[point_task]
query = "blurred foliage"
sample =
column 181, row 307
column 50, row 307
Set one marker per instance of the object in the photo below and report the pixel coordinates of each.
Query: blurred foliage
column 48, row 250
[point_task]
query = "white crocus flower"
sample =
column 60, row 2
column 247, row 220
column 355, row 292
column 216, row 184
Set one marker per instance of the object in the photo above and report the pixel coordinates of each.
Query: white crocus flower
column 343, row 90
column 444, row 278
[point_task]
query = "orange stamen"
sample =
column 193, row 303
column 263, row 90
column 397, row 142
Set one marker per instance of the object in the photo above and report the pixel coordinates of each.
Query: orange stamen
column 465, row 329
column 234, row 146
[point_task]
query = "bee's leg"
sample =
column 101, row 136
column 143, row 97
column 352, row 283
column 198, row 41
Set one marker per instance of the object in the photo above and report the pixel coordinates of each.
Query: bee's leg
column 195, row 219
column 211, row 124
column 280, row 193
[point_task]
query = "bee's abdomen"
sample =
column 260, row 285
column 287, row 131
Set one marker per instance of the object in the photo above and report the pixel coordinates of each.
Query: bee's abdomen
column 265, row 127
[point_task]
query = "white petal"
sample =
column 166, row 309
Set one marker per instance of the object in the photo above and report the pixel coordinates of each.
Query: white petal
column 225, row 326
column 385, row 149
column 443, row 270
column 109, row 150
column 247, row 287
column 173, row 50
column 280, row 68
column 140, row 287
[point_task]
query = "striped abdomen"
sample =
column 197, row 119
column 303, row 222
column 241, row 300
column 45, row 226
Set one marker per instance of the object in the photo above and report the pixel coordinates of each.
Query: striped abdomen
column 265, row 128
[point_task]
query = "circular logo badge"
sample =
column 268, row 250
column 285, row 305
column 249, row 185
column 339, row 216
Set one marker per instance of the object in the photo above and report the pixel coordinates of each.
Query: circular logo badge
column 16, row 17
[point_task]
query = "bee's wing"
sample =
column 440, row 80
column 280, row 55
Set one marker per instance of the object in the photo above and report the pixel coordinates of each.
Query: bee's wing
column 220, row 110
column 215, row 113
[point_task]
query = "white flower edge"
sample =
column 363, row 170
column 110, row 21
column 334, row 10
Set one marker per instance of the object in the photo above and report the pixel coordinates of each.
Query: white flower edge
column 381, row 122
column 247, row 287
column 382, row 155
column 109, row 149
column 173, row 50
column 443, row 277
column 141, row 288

○ ○ ○ ○ ○ ○ ○

Extract the rows verbatim from the first line above through the line containing "column 444, row 278", including both ends.

[point_task]
query = "blurred foliage"
sample =
column 181, row 307
column 50, row 307
Set one marker per instance of the object in the photo below and report the pixel coordinates of each.
Query: blurred foliage
column 48, row 250
[point_task]
query = "white crocus flower"
sample =
column 60, row 2
column 247, row 220
column 355, row 292
column 216, row 184
Set one marker per instance of the object in the photo above and report the pixel coordinates of each.
Query: white crocus flower
column 343, row 90
column 444, row 278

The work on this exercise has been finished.